= Beginning of Section =
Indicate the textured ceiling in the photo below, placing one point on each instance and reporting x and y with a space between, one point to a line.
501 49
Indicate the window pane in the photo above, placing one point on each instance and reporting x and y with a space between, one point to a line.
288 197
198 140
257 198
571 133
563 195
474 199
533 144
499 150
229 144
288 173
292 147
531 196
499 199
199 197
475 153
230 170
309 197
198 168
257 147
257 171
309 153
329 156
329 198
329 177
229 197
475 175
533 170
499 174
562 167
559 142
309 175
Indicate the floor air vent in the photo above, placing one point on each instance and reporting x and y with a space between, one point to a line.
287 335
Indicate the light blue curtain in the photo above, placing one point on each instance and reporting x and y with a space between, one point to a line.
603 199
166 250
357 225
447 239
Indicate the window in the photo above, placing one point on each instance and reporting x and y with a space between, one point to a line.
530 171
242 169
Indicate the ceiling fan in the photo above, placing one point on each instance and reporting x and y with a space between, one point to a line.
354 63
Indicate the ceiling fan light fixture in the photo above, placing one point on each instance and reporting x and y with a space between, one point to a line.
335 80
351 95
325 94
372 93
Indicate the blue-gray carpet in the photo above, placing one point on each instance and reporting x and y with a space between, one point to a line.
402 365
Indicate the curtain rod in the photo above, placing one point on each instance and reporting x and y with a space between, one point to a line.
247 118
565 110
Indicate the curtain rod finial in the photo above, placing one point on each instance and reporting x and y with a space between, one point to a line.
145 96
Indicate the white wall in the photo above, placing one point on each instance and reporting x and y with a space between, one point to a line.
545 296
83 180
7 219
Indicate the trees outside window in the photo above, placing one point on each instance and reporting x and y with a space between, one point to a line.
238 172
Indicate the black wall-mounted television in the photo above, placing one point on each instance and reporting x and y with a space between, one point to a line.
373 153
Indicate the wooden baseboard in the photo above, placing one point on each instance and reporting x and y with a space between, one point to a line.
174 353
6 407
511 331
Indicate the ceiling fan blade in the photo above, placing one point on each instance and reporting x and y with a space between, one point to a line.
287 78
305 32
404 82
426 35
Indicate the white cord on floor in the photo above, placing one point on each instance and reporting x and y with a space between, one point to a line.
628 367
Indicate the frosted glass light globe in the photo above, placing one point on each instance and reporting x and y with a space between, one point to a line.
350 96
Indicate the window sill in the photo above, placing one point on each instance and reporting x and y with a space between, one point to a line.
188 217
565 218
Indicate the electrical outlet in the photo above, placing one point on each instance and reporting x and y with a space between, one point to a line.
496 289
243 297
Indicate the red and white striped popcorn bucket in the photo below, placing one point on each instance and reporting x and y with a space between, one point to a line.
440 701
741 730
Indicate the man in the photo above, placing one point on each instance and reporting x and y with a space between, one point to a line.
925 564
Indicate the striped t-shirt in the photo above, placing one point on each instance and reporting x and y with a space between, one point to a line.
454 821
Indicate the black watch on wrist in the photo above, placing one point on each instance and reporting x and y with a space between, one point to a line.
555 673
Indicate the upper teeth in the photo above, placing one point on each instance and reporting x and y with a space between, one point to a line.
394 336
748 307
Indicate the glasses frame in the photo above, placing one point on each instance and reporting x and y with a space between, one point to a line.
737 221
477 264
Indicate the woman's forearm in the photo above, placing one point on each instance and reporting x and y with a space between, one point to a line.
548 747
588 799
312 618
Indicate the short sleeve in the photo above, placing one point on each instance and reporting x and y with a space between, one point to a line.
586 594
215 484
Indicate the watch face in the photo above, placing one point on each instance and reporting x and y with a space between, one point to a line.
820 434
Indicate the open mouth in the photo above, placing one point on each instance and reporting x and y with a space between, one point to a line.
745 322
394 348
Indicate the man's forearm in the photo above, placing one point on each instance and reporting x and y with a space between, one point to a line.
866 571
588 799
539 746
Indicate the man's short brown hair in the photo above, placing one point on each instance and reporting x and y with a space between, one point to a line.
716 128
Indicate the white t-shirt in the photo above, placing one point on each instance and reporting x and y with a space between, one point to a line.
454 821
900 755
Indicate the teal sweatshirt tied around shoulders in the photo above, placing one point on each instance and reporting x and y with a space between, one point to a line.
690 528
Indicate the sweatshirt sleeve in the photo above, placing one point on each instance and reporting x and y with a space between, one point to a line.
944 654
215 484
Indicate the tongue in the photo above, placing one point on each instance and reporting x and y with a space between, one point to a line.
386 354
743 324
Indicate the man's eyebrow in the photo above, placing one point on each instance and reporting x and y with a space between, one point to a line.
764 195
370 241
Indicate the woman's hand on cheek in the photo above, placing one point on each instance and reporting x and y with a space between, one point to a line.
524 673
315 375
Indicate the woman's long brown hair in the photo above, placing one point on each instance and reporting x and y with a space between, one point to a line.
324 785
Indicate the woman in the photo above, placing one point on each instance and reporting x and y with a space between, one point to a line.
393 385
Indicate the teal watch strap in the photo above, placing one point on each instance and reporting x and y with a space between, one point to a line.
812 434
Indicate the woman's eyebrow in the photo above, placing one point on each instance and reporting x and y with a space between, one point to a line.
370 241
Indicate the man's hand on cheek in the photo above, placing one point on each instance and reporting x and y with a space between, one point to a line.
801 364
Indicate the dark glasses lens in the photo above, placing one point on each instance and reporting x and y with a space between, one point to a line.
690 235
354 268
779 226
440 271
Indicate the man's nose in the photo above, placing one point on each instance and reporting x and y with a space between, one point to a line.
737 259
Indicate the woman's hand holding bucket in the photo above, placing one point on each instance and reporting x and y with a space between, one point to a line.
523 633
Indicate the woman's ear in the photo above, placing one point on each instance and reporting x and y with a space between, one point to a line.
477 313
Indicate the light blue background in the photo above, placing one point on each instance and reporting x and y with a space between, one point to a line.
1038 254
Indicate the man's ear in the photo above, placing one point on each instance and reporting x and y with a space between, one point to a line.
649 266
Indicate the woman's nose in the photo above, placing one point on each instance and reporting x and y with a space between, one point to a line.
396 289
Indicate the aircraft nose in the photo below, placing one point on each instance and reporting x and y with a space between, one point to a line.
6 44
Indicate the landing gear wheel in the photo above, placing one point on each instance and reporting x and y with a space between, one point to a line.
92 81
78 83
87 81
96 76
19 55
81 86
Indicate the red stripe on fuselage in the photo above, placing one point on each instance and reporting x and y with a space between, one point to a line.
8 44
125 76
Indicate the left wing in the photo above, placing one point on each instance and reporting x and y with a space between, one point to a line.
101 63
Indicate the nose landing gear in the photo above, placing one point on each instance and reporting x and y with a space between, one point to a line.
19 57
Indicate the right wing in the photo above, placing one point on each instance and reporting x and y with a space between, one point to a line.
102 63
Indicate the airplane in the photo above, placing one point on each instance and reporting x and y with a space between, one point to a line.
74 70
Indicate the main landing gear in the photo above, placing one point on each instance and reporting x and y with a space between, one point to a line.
= End of Section =
All of the records above should be given again exactly as written.

Indicate the textured ceiling in the photo below, placing one point on each instance and reporting x and y with a space between, one point to a line.
501 49
Indicate the window pane in the photo above, placing one point on each instance and reporting x and y with a space between, one point to a line.
288 197
198 140
257 198
571 133
563 195
474 199
533 144
499 150
229 144
288 173
292 147
531 196
499 199
199 197
475 153
230 170
309 197
198 168
257 147
257 171
309 153
329 156
329 198
329 177
229 197
475 175
533 170
499 174
562 167
559 142
309 175
Indicate the floor air vent in the photo above, placing one point on each instance and reporting x and y with a space between, one point to a line.
287 335
Indicate the light blue curtain in the photo above, placing one point on each instance and reporting x and y with a space between, one point to a line.
603 199
166 250
357 225
447 239
Indicate the window in the photo above, placing one point on each instance and reporting x and y with a space between, one point to a line.
530 171
242 169
Indicate the ceiling fan in the photo above, placing one point on each instance and reporting x and y with a space between, one point to a line.
354 63
Indicate the ceiling fan light fixture in the photo above, placing one point on each instance and reporting x and y with a space between, one point to a line.
335 80
351 95
325 94
372 93
Indicate the blue-gray carpet in the photo above, placing one point on each instance and reporting x and y with a space between, one point to a line.
402 365
Indicate the curtain rod in the photo above, placing one point on each instance and reporting x and y with a space between, one point to a line.
247 118
565 110
Indicate the curtain rod finial in the photo above, placing one point on each instance and reporting x and y with a space between, one point to a line.
145 96
Indicate the white wall in the photo above, placing one point on each instance and reporting x and y with a space between, one point to a line.
545 296
83 180
7 219
Indicate the trees outside window in the photo above, placing one point on each instance and reporting x and y with a space between, one point to a line.
238 172
Indicate the black wall-mounted television in the photo above, placing one point on each instance and reporting x and y with a space between, one point to a line.
373 153
Indicate the wooden baseboard in the photo above, placing one point on each instance and reporting x and y with a space between, one point to a line.
174 353
6 407
511 331
Indicate the ceiling fan blade in the photo above, placing one point on each instance and reporting x and y with a space between, one point to a line.
287 78
305 32
404 82
426 35
Indicate the white cord on floor in the photo above, placing one point on each instance and reporting x and y with a space between, one point to a line.
628 367
Indicate the frosted glass light globe in the photo above, placing one point on each instance and reporting x and y with a space between, one point to a line.
350 96
Indicate the window sill in the photo above, placing one point on each instance and reporting x and y with a space between, one point to a line.
188 217
565 218
Indicate the electrical outlet in the photo above, placing one point on each instance and reporting x and y with a space between, one point to a line.
496 289
243 297
Indicate the red and white striped popcorn bucket in the photo below, placing one point on each instance and reporting x and y with a space between, one point to a line.
440 701
741 730
Indicate the man in the photo above, placing one point on each instance and reporting x and y with a space between, one point to a line.
925 564
Indicate the striped t-shirt in the photo above, placing one point on each instance and reporting x and y with a space between, one point to a line.
454 821
Indicate the black watch on wrist in the photo above, placing one point on each instance and reporting x and y with a space between, one point to a line.
555 673
Indicate the upper teeth in the photo above, placing one point on each instance and reporting x and y with a space between, one point to a line.
394 336
748 307
Indicate the glasses frame in the photo above, placing one point on each instance and reporting x and y with a space between, one point to a line.
737 221
477 264
Indicate the woman's forearm in the photo above, placing one point on each instance and reporting x and y with a space between, one point to a line.
548 747
588 799
312 618
Indicate the short sleeve in the photo above, placing one point on each instance and reporting x and y with a space between, one point to a line.
586 594
215 484
Indicate the watch face in the photo above, placing one point on each instance and reporting x and y with a space between, one point to a line.
820 434
Indicate the open mouth in the photo above, placing one point on each instance and reporting x and y with a space between, one point to a line.
745 322
394 348
Indicate the man's forearm in the photo above, placing one point on each instance and reporting x and y with a space between, one point to a line.
866 571
588 799
539 746
Indicate the man's short brown hair in the photo above, placing one point on each instance and reporting x and y with a space between, one point to a line.
716 128
Indicate the white t-shirt in the photo above, placing one point on each instance and reporting x and y with a space between, one point to a line.
454 821
900 755
Indicate the teal sweatshirt tied around shoulders in the photo above, placing one point on each instance and reporting x and y with a space between, one point to a line.
690 528
Indicate the sweatshirt sleeve in the photo above, placing one point on each instance and reporting x and y with a space between, one point to a line.
944 654
215 484
Indicate the tongue in the photo above, placing one point on each instance and reporting x and y with a space between, one point to a line.
386 354
743 324
Indicate the man's eyebrow in the photo above, placing one point on each instance and reporting x and y with a space between, one point to a line.
764 195
370 241
Indicate the woman's hand on cheek in the photo above, placing one point on each instance and reporting x and y with a space between, one point to a line.
524 673
315 375
Indicate the woman's long brown hair in the photo above, placing one point on each instance and reporting x and y with a space between, one point to a line.
324 785
Indicate the woman in the photo above, placing one point on each instance and reporting x and y with a space between, one point to a line.
393 385
Indicate the teal watch strap in the photo above, placing one point on each instance and reporting x and y with a space between, one point to a line.
812 434
Indicate the woman's eyebrow in the photo above, placing one point on each instance and reporting x and y with a space between, one point to a line.
370 241
Indicate the man's hand on cheek in the photo above, placing one point on each instance and reporting x and y with a space between, one point to a line.
801 364
Indicate the dark glasses lens in the photo above, placing one point on each instance and reporting x and y with a space between, one point to a line.
690 235
354 268
779 226
440 271
Indicate the man's nose in the photo above, placing one point on each instance and reporting x and y with a space between, one point to a line.
737 259
Indicate the woman's hand holding bucket in the photo above, placing one point on each instance and reporting x and y with a space between, one point to a line.
523 633
Indicate the woman's ear in the photo above, placing one point on each instance and reporting x and y with a space between, one point to a line.
477 313
Indicate the light blue background in the photo above, placing one point on each instance and reporting x and y with a space between, one point to a line.
1038 254
Indicate the man's ear in the photo above, placing one point on each instance and reporting x and y with a space between, one point to a line.
649 266
Indicate the woman's nose in the photo above, placing one point on each instance and reporting x and y with a space between, one point to a line.
396 289
Indicate the aircraft nose in the photo below, placing one point on each instance and reporting x and y with a space between, one point to a line.
6 44
Indicate the landing gear wheel in the photo above, placing one point on each instance and reporting x and y with a space between, one point to a line.
92 81
78 83
87 81
96 76
19 55
81 86
Indicate the red stripe on fuselage in the photo above, placing one point on each instance and reporting x and y with a space between, one point to a line.
8 44
125 76
Indicate the left wing in the photo above, placing one point on each instance and reporting x and y with a space between, one point to a line.
101 63
Indicate the nose landing gear in the photo above, placing one point on each instance and reporting x and y with a space between, one point to a line.
19 57
Indicate the right wing in the photo above, placing one point on each instance and reporting x and y with a space between, one point to a line.
102 63
Indicate the airplane in the photo above, placing one point on each instance and reporting x and y with a space between, one point to a line.
74 70
Indicate the main landing gear in the photo above, placing one point on each instance and reporting x and y with a space between, one point to a line.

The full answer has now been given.